Era a desafricanização.
   Os primeiros anos da incipiente umbanda não foram fáceis. Uma lei de 1934 (Getúlio Vargas) colocou os grupos religiosos de inspiração africana sob a jurisdição do Departamento de Tóxicos e Mistificações da polícia. Para poderem funcionar, tinham que solicitar registro especial neste Departamento. Naqueles anos houve repressão e perseguição policial. Numerosos grupos ficavam na clandestinidade ou, quando se registravam, procuravam esconder suas ligações ou inspirações africanas e se registravam como espiritistas".
5. A alta direção da Federação Espírita Brasileira, ortodoxamente kardecista, embora  hostil ao novo tipo de espiritismo, em nota publicada no Reformador, seu órgão oficial, de julho de 1953, fez esta declaração: "Todo aquele que crê nas manifestações dos espíritos é espírita; ora, o umbandista nelas crê, logo o umbandista é espírita”. E esclarecia: "Os que aceitam o fenômeno espírita como manifestação de 'Satanás', ou como ocasionado somente por forças desconhecidas, esses não são espíritas; mas aqueles que o têm como produzido por espíritos, esses devem ser considerados como adeptos do espiritismo, isto é, espiritistas, admitam ou não a reencarnação e pratiquem ou não rituais que nós não adotamos".
═══
→ **Tarefa proposta**
Responda com base no trecho sobre a umbanda:
(a) Em que ano foi feita a lei que pôs os grupos religiosos de inspiração africana sob a jurisdição do Departamento de Tóxicos e Mistificações da polícia?
(b) Qual era o nome do órgão oficial da Federação Espírita Brasileira?
(c) Em que mês e ano saiu nesse órgão a nota sobre os umbandistas?
Os registros não têm nenhuma relação com isto.
═══
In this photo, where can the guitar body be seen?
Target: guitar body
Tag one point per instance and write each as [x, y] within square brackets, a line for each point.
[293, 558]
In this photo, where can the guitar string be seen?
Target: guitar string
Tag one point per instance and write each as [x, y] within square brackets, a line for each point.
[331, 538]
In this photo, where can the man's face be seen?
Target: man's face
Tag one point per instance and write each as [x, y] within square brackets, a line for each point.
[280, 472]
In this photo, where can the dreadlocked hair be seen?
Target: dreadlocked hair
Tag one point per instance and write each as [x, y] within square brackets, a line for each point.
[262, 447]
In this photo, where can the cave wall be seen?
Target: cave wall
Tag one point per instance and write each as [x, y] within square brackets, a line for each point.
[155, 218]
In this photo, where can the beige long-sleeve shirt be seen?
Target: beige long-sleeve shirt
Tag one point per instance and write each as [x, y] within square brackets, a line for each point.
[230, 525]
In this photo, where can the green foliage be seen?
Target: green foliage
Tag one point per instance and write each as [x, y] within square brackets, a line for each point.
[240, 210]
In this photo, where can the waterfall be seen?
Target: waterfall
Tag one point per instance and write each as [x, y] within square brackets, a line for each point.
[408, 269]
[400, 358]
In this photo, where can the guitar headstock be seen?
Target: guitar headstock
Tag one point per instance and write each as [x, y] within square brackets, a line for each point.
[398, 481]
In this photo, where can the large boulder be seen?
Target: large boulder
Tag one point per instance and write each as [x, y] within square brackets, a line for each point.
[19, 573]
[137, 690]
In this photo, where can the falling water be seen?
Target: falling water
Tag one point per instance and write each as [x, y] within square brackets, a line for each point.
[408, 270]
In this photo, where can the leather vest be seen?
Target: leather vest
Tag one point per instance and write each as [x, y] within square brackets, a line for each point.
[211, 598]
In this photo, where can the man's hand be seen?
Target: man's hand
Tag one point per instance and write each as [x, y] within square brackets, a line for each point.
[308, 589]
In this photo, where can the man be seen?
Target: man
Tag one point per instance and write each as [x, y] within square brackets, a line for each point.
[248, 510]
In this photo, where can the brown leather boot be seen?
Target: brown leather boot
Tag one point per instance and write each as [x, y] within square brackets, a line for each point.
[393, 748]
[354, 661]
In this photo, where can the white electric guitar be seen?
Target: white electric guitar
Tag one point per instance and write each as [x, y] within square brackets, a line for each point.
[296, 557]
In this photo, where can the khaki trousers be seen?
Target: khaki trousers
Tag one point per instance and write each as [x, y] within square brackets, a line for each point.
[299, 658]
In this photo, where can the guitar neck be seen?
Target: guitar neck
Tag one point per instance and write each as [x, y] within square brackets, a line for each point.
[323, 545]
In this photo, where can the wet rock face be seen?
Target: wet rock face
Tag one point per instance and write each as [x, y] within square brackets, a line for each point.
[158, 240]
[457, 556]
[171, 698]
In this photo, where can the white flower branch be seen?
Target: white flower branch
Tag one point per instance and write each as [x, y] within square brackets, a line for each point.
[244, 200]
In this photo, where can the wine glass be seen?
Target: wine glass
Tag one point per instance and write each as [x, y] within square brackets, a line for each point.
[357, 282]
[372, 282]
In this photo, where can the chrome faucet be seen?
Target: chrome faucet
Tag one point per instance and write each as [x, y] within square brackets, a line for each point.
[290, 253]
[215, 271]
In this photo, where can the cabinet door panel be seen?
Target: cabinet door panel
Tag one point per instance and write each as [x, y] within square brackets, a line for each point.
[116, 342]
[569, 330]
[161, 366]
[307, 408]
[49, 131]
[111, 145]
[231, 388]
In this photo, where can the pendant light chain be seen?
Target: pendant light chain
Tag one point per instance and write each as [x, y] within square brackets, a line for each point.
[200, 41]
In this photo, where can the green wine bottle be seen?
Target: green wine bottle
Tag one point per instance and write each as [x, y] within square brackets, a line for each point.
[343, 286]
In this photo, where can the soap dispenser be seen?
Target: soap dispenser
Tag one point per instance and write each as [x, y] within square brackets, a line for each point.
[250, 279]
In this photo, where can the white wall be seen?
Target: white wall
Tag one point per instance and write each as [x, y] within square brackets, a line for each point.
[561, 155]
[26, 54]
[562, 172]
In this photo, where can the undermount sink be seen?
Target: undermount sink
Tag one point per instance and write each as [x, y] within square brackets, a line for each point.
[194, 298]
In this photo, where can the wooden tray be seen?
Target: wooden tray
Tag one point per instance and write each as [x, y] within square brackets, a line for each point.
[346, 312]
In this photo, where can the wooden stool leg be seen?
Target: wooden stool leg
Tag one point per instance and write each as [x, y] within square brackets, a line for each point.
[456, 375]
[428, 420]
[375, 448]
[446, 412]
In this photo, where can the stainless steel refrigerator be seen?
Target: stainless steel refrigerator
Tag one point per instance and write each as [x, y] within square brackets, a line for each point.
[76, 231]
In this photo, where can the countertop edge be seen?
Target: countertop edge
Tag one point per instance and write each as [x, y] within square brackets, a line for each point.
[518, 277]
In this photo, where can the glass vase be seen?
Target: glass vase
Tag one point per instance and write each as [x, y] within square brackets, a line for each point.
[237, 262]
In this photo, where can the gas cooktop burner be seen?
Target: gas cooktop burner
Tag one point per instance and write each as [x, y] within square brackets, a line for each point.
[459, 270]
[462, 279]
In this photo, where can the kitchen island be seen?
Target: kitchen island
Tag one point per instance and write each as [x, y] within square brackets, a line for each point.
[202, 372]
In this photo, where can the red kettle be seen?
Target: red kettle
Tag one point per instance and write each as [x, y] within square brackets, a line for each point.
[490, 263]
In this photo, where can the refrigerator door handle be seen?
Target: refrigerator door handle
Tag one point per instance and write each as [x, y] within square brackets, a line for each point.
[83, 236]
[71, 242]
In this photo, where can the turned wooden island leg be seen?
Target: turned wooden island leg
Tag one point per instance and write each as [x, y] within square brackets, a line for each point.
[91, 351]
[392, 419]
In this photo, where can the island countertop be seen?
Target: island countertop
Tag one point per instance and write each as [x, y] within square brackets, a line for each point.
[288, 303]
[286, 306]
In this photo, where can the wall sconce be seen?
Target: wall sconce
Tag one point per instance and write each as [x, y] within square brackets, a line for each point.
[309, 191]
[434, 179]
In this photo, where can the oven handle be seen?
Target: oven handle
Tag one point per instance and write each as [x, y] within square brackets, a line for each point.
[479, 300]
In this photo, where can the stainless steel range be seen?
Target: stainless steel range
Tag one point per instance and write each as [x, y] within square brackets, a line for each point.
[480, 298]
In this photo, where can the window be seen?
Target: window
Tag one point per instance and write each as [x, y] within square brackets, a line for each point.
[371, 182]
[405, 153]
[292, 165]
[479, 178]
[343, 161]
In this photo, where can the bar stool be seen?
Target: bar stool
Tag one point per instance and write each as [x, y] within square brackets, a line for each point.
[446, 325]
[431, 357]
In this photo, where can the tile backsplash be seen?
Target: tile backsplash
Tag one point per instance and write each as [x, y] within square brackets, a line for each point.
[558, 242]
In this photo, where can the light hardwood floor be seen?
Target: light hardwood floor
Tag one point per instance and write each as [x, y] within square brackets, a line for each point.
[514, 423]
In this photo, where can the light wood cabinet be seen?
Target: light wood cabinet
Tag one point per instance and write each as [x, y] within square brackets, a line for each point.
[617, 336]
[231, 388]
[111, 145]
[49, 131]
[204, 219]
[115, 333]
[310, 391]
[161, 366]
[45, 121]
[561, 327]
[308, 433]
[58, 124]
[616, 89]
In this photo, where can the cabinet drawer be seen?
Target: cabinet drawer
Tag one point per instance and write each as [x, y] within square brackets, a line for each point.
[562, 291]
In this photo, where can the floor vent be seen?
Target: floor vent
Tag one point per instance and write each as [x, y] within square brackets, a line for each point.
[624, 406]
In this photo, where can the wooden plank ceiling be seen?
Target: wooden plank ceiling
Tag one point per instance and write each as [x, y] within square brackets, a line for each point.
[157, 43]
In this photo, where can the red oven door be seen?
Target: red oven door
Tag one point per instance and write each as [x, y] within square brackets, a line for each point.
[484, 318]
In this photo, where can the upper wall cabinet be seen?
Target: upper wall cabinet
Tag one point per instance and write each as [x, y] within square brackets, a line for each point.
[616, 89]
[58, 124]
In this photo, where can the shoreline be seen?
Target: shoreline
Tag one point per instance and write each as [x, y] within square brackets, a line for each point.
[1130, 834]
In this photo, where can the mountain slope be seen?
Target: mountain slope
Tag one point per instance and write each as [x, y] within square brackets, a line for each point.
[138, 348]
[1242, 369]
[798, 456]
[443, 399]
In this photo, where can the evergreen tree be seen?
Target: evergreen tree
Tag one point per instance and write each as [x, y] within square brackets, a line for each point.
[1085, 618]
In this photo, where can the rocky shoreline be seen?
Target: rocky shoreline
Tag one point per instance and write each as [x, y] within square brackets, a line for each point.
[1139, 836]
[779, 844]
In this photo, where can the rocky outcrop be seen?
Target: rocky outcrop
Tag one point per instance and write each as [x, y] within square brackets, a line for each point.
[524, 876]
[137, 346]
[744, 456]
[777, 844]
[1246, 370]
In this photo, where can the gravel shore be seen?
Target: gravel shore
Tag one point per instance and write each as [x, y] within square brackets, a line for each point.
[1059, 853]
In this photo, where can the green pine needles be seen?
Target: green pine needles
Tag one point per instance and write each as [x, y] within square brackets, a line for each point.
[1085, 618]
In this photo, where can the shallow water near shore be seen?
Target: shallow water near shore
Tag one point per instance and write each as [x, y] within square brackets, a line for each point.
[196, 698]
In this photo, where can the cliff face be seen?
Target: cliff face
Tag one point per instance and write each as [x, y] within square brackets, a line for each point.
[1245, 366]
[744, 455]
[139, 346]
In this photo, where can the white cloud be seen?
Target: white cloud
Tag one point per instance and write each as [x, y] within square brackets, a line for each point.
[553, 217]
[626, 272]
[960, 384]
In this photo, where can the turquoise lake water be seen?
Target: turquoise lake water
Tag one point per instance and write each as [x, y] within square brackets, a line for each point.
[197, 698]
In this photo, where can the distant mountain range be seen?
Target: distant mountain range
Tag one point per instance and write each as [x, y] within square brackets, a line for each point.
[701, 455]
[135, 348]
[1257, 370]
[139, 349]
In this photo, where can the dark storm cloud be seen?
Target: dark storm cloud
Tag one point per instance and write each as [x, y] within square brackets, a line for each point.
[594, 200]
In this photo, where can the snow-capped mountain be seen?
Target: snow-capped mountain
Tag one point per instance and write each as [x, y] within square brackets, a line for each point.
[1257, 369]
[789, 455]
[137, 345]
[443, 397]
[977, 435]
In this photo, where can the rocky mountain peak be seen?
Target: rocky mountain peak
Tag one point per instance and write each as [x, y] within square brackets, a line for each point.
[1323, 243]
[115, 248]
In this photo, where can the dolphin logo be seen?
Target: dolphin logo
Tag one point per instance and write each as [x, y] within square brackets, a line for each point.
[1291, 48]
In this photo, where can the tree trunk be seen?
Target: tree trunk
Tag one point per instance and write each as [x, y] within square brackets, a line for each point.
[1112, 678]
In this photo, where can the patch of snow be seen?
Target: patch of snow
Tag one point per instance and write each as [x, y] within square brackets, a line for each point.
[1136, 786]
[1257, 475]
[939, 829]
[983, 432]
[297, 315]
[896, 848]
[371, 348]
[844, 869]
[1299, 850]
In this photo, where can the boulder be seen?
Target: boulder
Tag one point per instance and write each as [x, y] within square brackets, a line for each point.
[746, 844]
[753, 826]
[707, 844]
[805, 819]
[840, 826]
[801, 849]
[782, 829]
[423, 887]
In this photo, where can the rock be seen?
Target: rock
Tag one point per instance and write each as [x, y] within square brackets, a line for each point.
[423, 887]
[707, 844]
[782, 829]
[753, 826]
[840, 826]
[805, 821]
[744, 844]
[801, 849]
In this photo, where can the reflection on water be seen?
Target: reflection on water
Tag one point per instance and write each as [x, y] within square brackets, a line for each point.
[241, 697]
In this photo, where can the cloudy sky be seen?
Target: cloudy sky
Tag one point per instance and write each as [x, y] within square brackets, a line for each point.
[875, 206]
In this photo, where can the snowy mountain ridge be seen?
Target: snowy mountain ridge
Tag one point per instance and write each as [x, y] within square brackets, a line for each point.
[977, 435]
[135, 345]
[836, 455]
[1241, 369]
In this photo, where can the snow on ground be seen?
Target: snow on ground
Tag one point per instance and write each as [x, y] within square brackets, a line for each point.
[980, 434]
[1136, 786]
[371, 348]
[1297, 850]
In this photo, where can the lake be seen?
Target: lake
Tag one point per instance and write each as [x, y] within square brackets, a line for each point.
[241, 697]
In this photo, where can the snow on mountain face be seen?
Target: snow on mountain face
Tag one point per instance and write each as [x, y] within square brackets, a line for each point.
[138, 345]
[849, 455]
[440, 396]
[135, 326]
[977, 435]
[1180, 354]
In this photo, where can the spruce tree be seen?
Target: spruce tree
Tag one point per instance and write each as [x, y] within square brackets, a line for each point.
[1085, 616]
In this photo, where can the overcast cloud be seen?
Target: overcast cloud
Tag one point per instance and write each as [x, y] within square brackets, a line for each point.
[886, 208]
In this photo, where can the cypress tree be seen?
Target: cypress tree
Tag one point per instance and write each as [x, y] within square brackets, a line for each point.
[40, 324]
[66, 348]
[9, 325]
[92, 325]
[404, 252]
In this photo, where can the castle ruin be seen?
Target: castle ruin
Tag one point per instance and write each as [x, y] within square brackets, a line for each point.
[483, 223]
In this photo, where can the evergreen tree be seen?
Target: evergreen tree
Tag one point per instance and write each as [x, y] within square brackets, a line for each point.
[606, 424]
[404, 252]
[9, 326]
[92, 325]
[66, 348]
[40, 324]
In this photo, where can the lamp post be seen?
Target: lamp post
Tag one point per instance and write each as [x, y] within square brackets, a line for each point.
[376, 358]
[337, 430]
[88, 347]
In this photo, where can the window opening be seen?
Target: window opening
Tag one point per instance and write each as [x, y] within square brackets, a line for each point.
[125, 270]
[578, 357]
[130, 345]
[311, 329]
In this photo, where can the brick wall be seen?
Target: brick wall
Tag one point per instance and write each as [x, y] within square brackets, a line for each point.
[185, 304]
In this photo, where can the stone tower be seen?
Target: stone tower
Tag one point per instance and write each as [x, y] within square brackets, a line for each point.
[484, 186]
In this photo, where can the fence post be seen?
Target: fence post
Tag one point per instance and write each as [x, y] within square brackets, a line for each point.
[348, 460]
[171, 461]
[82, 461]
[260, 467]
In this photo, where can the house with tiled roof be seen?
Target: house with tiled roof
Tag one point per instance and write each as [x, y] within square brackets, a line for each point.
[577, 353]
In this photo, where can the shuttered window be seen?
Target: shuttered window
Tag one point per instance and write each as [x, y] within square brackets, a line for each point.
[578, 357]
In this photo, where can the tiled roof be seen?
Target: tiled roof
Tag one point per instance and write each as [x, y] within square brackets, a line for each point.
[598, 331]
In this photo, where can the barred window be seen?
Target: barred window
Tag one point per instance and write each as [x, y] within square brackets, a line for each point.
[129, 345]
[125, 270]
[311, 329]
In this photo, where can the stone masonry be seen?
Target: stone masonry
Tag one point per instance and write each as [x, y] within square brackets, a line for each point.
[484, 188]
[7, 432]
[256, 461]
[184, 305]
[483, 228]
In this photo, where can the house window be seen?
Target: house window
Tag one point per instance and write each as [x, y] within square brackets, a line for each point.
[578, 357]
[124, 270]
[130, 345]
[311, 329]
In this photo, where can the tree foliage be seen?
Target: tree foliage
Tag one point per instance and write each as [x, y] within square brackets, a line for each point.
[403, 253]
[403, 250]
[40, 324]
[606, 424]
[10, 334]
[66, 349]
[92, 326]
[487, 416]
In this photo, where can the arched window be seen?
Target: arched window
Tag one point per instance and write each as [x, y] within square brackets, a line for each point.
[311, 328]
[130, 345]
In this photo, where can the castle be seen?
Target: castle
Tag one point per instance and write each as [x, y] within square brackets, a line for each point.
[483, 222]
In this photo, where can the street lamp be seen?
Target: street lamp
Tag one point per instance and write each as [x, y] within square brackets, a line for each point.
═══
→ **Resposta final**
(a) Em 1934.
(b) Reformador.
(c) Em julho de 1953.